-- TASK BRIEF --
Copy out each line of the items below that contains the word "grass".

**** EXCERPTED RECORDS

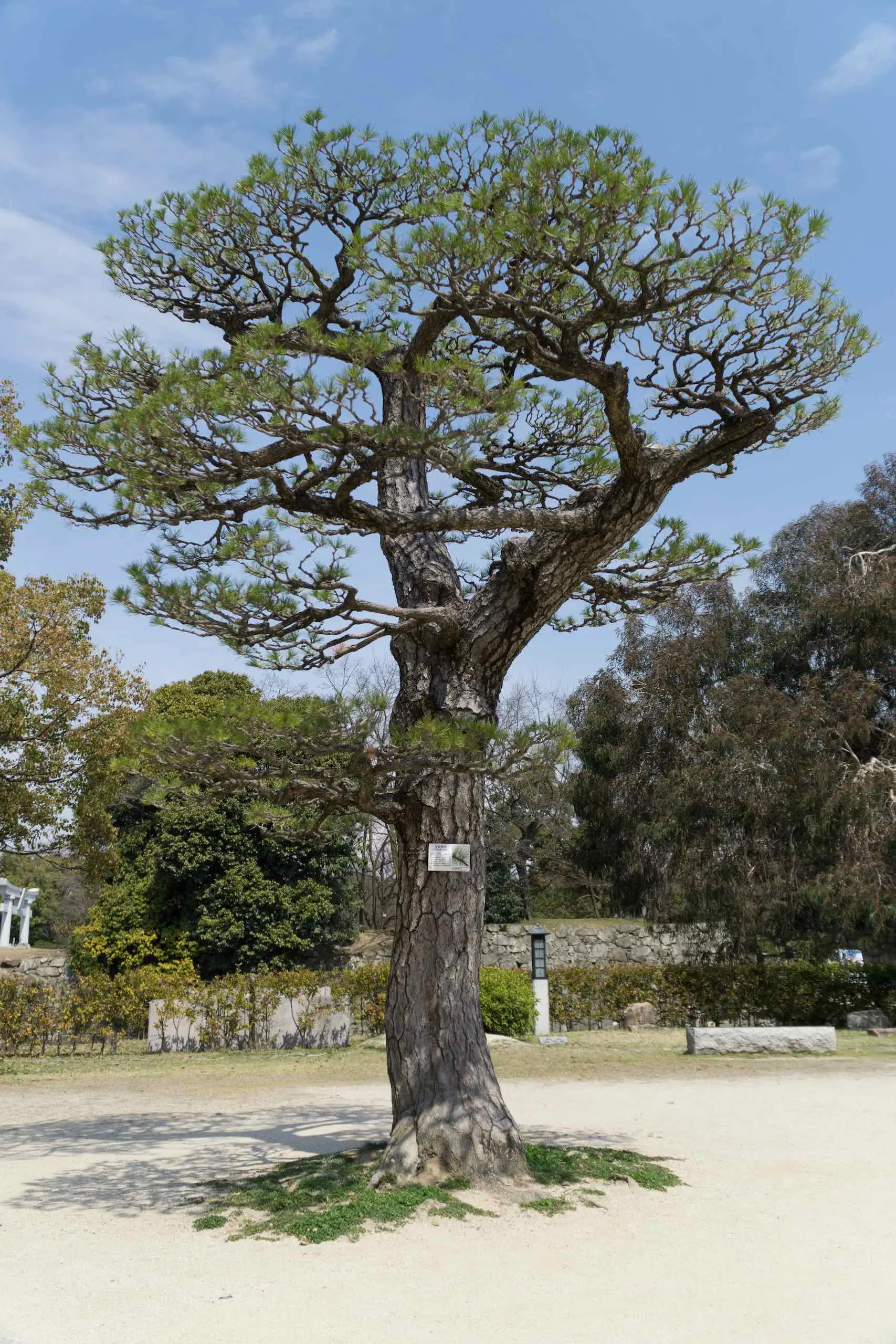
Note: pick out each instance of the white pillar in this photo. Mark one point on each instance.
(25, 915)
(542, 1009)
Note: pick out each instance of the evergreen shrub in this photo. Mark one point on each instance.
(507, 1002)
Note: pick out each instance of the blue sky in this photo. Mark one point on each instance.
(108, 101)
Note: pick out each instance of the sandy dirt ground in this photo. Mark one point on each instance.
(785, 1230)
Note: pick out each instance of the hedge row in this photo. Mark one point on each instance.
(97, 1011)
(785, 992)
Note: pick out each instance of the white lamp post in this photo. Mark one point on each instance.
(541, 980)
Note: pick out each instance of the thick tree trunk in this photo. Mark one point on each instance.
(448, 1112)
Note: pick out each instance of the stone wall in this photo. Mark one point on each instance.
(35, 964)
(573, 942)
(594, 944)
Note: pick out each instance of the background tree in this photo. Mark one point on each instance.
(529, 816)
(513, 331)
(225, 882)
(738, 754)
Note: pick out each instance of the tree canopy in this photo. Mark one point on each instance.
(512, 334)
(65, 705)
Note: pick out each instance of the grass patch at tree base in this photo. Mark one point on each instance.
(553, 1166)
(321, 1199)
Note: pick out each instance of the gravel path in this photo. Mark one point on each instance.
(785, 1233)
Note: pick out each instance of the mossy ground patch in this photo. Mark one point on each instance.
(320, 1199)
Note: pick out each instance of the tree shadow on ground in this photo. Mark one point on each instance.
(128, 1164)
(163, 1162)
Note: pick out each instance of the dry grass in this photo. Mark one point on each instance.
(589, 1055)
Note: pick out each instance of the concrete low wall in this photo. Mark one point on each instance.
(762, 1041)
(296, 1023)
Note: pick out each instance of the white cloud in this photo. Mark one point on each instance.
(53, 289)
(236, 71)
(100, 162)
(818, 169)
(872, 56)
(810, 171)
(315, 49)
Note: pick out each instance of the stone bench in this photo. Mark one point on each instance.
(762, 1041)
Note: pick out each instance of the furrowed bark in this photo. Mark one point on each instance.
(448, 1112)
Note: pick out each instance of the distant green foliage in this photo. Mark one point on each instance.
(504, 902)
(210, 878)
(571, 1166)
(550, 1206)
(507, 1002)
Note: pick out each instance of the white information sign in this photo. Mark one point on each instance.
(449, 858)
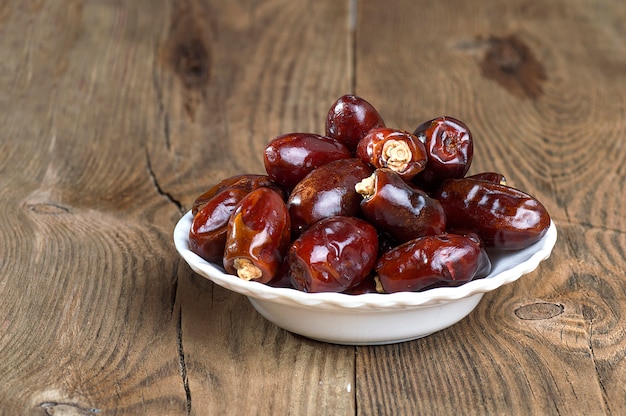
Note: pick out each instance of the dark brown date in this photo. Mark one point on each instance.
(350, 118)
(394, 149)
(333, 255)
(396, 208)
(258, 236)
(441, 260)
(450, 148)
(327, 191)
(247, 182)
(503, 217)
(290, 157)
(207, 235)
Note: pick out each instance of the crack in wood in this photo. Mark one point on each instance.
(68, 409)
(159, 189)
(158, 89)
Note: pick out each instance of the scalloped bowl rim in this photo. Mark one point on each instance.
(507, 268)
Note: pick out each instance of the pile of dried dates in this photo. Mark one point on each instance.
(365, 208)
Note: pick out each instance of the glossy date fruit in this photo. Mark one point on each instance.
(246, 182)
(402, 211)
(326, 191)
(450, 149)
(432, 261)
(207, 235)
(503, 217)
(493, 177)
(350, 118)
(258, 236)
(333, 255)
(394, 149)
(290, 157)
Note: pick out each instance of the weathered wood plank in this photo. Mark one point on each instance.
(526, 79)
(231, 76)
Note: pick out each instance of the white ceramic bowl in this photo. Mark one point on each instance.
(370, 318)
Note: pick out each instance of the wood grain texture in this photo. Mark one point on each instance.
(114, 116)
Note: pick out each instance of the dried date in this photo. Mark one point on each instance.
(333, 255)
(440, 260)
(258, 236)
(503, 217)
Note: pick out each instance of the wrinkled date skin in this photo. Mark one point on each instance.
(247, 182)
(450, 149)
(290, 157)
(493, 177)
(396, 208)
(335, 254)
(441, 260)
(504, 218)
(350, 118)
(207, 235)
(258, 236)
(394, 149)
(327, 191)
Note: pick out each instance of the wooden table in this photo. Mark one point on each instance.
(115, 115)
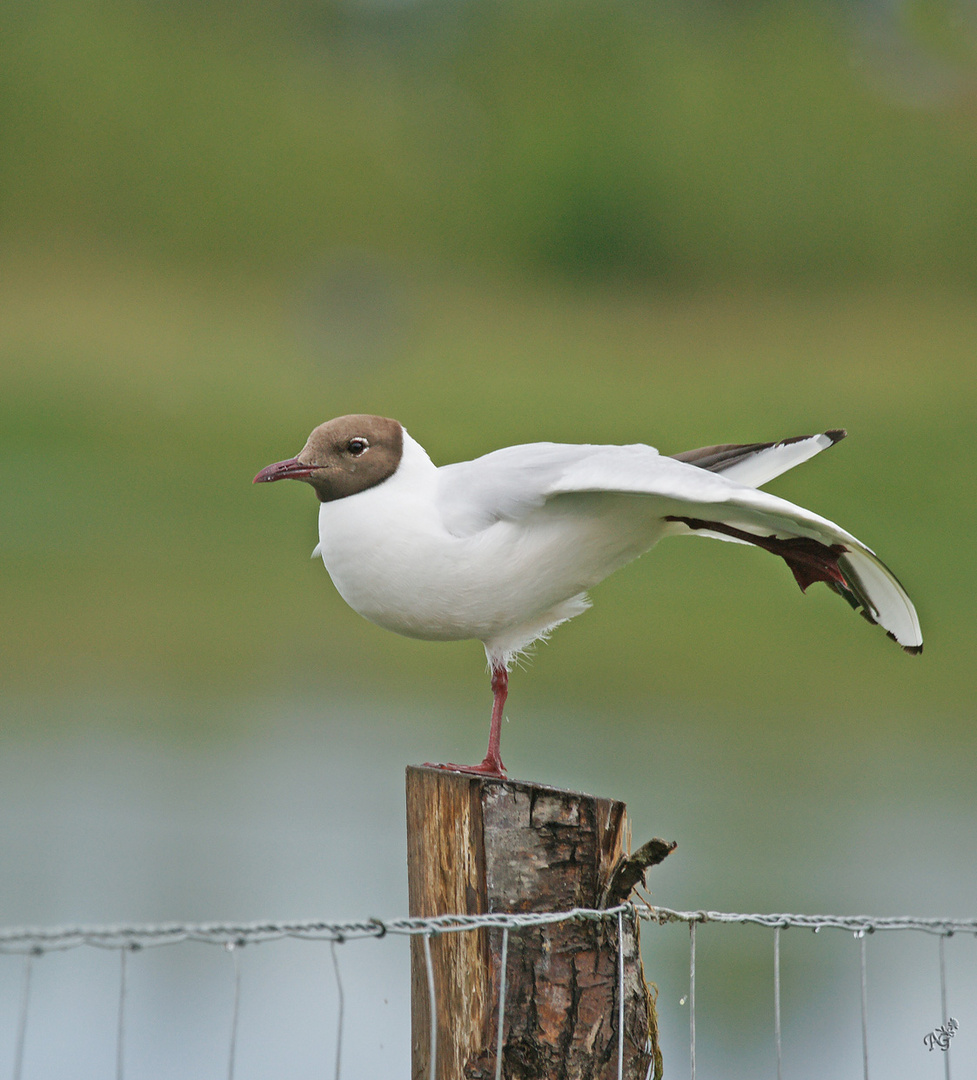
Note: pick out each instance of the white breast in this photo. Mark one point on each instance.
(394, 562)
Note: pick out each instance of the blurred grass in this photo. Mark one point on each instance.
(137, 407)
(666, 142)
(499, 221)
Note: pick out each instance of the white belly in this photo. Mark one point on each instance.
(393, 563)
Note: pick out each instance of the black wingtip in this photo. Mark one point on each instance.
(913, 650)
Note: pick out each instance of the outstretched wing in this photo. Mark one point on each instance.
(700, 493)
(710, 503)
(757, 463)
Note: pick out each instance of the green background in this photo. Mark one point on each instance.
(499, 221)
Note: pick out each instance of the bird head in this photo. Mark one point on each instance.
(343, 456)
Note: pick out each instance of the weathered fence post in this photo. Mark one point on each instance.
(479, 846)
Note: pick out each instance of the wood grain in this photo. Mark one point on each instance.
(477, 845)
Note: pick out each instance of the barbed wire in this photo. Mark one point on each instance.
(39, 940)
(31, 942)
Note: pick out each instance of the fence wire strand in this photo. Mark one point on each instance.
(341, 1009)
(22, 1017)
(234, 949)
(863, 944)
(120, 1023)
(32, 942)
(942, 999)
(40, 940)
(502, 976)
(776, 998)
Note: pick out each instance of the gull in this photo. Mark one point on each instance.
(504, 548)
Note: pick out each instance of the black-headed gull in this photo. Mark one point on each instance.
(503, 549)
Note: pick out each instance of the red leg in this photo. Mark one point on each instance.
(491, 765)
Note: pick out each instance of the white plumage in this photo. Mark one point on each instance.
(503, 549)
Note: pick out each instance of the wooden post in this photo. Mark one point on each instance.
(477, 845)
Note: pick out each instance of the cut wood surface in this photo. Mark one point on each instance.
(477, 846)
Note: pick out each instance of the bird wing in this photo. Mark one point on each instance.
(757, 463)
(702, 495)
(815, 549)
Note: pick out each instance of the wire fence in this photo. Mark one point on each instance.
(32, 942)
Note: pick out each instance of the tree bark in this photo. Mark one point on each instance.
(477, 846)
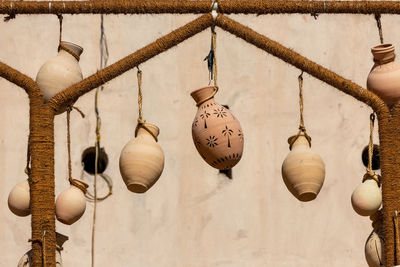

********

-- REPLY TO THE EXERCISE --
Note: pick out each instance of the grass patch at tree base in this photo. Mark one point on each instance.
Note: pick out each instance of the dry grass in this photo. Mark one point on each instance.
Note: pick out each instance of the blurred grass in this photo. Mark one point on each instance.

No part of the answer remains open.